== Extrait du document ==

Jean-Marc Doussain, dans le podcast « Poulain Raffute » disait qu’il y avait eu des choses bien plus graves par le passé en équipe de France sans un tel retentissement médiatique. Est-ce que tu partages le sentiment de ton ancien partenaire au Stade toulousain ?

Oui, c’est vrai. Mais très franchement, j’ai plutôt envie de parler du match, de rester focalisé sur le sportif. Je crois sincèrement que chacun doit rester à sa place. Les médias font leur travail, les joueurs, eux, sont là pour jouer et, si possible, gagner. À toutes époques, des critiques il y en a eu, des affaires aussi. Ce n’est pas la fin du monde. Aujourd’hui, ça fait partie de la vie d’un sportif professionnel. Nous sommes préparés à tout ça.

Pour vous, il n’y a donc pas de morceaux à recoller avec le staff technique ?

Non, absolument pas. Entre nous, tout a été clair. On sait exactement ce qui s’est passé, personne n’a enfreint le protocole.

Vous qui êtes un passionné de football, imaginez-vous l’ampleur que cette affaire aurait prise s’il avait été question de l’équipe de France de football et de son sélectionneur Didier Deschamps ?

Dans la mesure où le football est un sport bien plus médiatique que le rugby, cette affaire aurait été encore pire pour eux. Mais ils l’auraient géré aussi bien que nous. J’ai quand même l’impression que les explications ont été claires. Tout le monde sait ce qu’il s’est passé. Tout a été dit, tout a été écrit. Il n’y a rien à ajouter.

Vous allez retrouver au centre votre compère Virimi Vakatawa. On dit de vous que vous êtes peut-être actuellement la meilleure association au monde. Un sentiment ?

C’est très flatteur (rires). Ça fait vraiment plaisir mais chaque match est une remise en question. Ce genre de commentaire, ça pousse à être encore meilleur. Il nous reste évidemment encore beaucoup de choses à prouver, à gagner. C’est bien beau d’être comparé aux meilleurs mais les meilleurs ils gagnent des titres. Et puis, il y a d’autres joueurs avec du talent à notre poste. Mais c’est vrai qu’on s’entend très bien. Je considère Virimi vraiment comme un ami, quelqu’un que j’apprécie en dehors du terrain, avec qui j’aime partager du temps.

Est-ce vraiment plus facile de jouer avec lui ?

===
== Lignes ==

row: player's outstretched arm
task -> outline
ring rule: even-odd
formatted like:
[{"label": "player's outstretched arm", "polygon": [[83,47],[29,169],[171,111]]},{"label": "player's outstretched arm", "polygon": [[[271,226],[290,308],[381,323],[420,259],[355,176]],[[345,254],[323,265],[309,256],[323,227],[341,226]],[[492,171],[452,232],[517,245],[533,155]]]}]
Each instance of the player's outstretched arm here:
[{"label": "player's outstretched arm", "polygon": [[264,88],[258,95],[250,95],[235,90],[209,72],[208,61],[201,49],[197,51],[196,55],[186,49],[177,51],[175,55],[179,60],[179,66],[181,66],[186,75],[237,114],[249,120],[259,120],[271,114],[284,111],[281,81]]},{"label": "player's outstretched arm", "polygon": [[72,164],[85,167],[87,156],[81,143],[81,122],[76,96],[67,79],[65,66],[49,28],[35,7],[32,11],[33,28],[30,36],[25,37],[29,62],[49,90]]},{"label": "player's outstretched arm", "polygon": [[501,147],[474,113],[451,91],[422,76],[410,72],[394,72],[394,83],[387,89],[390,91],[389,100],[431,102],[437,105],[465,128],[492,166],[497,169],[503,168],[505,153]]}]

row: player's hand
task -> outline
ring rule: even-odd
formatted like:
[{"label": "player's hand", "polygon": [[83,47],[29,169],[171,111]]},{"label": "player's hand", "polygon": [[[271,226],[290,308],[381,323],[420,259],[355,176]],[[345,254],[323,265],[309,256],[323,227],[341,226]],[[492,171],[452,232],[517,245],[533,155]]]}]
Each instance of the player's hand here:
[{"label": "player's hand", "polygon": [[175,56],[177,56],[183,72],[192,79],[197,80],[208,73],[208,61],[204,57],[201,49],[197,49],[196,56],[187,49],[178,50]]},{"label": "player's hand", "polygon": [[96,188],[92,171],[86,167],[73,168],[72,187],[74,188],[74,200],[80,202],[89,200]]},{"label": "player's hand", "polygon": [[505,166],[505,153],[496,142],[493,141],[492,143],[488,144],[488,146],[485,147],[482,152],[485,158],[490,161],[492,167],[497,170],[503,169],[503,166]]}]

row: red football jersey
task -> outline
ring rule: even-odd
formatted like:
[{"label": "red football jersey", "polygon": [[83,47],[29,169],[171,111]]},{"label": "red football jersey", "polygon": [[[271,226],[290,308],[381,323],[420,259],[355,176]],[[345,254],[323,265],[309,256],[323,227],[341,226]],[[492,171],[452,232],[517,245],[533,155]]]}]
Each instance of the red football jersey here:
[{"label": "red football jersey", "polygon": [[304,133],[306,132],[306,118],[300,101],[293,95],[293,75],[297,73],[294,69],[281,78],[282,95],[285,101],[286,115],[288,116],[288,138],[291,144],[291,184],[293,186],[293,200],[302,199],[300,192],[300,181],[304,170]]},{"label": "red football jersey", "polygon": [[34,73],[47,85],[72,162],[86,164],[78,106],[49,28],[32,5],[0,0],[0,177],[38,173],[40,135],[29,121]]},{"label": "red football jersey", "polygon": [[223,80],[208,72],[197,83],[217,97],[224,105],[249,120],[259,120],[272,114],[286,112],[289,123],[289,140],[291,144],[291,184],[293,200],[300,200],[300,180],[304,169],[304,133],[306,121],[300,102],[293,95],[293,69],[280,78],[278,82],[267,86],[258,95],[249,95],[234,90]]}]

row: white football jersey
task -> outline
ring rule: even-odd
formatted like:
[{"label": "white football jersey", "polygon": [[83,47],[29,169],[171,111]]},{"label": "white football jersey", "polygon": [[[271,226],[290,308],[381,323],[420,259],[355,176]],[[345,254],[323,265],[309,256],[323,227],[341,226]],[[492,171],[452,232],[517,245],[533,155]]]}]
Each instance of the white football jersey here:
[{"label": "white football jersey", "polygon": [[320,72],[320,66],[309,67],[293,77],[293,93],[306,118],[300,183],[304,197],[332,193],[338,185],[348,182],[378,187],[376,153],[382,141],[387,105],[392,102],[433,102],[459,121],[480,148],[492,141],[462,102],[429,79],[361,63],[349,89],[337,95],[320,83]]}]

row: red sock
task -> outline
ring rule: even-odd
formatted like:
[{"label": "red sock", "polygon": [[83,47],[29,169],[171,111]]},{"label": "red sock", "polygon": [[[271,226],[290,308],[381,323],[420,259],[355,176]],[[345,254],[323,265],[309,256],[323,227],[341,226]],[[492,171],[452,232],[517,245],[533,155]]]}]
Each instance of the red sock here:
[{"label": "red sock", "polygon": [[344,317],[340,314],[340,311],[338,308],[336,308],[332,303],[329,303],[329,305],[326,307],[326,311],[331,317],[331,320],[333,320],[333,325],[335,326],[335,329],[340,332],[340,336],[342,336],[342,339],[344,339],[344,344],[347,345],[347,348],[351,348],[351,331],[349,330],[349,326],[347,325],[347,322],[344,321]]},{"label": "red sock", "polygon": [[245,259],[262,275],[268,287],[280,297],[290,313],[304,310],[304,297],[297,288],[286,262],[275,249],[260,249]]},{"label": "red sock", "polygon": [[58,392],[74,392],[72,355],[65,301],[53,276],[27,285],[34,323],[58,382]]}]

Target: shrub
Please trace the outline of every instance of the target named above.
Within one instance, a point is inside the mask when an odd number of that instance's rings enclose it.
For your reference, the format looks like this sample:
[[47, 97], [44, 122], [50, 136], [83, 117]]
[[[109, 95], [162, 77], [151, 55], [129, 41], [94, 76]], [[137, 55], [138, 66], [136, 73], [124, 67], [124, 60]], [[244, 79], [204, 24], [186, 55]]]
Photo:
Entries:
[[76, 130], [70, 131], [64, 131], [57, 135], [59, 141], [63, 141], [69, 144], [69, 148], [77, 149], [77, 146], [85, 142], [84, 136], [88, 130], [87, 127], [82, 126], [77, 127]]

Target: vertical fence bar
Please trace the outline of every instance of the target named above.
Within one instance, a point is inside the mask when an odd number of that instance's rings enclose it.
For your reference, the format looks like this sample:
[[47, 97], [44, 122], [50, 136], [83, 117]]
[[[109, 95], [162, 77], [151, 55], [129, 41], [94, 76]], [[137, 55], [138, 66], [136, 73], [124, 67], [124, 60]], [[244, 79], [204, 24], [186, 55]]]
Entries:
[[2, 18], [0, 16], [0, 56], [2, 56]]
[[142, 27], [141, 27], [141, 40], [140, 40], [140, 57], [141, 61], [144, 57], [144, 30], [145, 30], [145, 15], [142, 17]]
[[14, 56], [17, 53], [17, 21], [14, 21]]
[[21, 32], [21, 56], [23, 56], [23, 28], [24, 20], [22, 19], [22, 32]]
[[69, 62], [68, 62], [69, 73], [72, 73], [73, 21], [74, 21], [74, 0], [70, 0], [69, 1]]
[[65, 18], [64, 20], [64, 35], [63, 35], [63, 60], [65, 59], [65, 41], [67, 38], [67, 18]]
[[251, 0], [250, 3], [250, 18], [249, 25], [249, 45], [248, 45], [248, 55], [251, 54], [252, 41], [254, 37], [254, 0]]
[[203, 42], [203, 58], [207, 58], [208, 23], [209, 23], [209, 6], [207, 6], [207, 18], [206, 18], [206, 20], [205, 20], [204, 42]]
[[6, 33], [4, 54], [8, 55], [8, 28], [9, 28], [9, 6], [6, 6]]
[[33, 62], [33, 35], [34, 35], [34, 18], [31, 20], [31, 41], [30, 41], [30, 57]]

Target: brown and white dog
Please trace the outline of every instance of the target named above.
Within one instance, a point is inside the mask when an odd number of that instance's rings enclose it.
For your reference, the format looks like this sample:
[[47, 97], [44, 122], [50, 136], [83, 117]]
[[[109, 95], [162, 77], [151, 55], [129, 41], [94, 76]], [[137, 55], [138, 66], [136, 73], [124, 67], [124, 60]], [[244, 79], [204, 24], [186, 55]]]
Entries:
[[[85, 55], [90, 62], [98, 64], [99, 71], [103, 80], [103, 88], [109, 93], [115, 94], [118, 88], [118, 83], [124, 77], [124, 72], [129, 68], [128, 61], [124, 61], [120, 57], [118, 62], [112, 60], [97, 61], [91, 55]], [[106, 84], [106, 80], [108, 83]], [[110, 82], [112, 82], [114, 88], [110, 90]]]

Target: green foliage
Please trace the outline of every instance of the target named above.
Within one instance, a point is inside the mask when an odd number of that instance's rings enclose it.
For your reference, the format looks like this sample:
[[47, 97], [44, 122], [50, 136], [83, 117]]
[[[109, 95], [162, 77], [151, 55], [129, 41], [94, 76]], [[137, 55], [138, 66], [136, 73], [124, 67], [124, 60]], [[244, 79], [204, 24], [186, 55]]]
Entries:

===

- **Exercices à faire**:
a) Recopiez fidèlement le passage de l'entretien allant de « Vous allez retrouver » jusqu'à « jouer avec lui ? ».
b) Relevez toutes les personnes désignées par leur nom et prénom dans l'entretien.
c) Reprenez l'entretien sur le rugby et poursuivez-le à partir de la dernière ligne affichée.

- **Résultats**:
a)
Vous allez retrouver au centre votre compère Virimi Vakatawa. On dit de vous que vous êtes peut-être actuellement la meilleure association au monde. Un sentiment ?

C’est très flatteur (rires). Ça fait vraiment plaisir mais chaque match est une remise en question. Ce genre de commentaire, ça pousse à être encore meilleur. Il nous reste évidemment encore beaucoup de choses à prouver, à gagner. C’est bien beau d’être comparé aux meilleurs mais les meilleurs ils gagnent des titres. Et puis, il y a d’autres joueurs avec du talent à notre poste. Mais c’est vrai qu’on s’entend très bien. Je considère Virimi vraiment comme un ami, quelqu’un que j’apprécie en dehors du terrain, avec qui j’aime partager du temps.

Est-ce vraiment plus facile de jouer avec lui ?

b) Jean-Marc Doussain, Didier Deschamps, Virimi Vakatawa

c)
Si je disais le contraire, je mentirais. «Viri» a tellement de qualités exceptionnelles qu’il facilite le jeu. C’est un mec hyper-complet. Il peut jouer au pied, a une qualité de passe incroyable, une vitesse incomparable. Un joueur comme ça, il faut lui donner les ballons pour qu’il prenne les espaces. On ne peut pas avoir deux joueurs avec ce même rôle. C’est de ma responsabilité de lire les situations pour lui donner les meilleurs ballons et être à son soutien. L’idée, c’est vraiment de s’adapter à son partenaire. Aujourd’hui, je sais comment il défend, comment il attaque. On joue ensemble les yeux fermés.

N’est-ce pas frustrant pour vous ?

Non, pas du tout. Mon rôle a évolué. Par le passé, je jouais plus souvent au poste de second centre. Aujourd’hui, je suis positionné en douze. Certes, c’est le même poste mais pas franchement le même jeu. En premier centre, je dois parfois jouer mes duels, seulement l’espace libre est souvent un peu plus sur l’extérieur, là où se situe Virimi.

Mais qu’est-ce qu’il a de plus que les autres ?

Il est costaud, technique, intelligent.

Et qu’a-t-il de plus que vous, par exemple ?

Il a ce côté facteur X totalement imprévisible. À l’instar de Teddy Thomas ou Damian Penaud, il cherche constamment à jouer son duel. Avec des trucs que seul lui peut faire. J’avoue ne pas trop savoir comment l’expliquer, mais c’est comme ça… Je pense évoluer dans un registre plus traditionnel, plus régulier. Et puis, de par mon positionnement, je suis amené à plaquer un peu plus que lui de par ma zone de jeu. À accomplir un peu plus de tâches également.

Est-il facile à orienter sur le plan défensif, secteur de jeu qui a longtemps été son point noir ?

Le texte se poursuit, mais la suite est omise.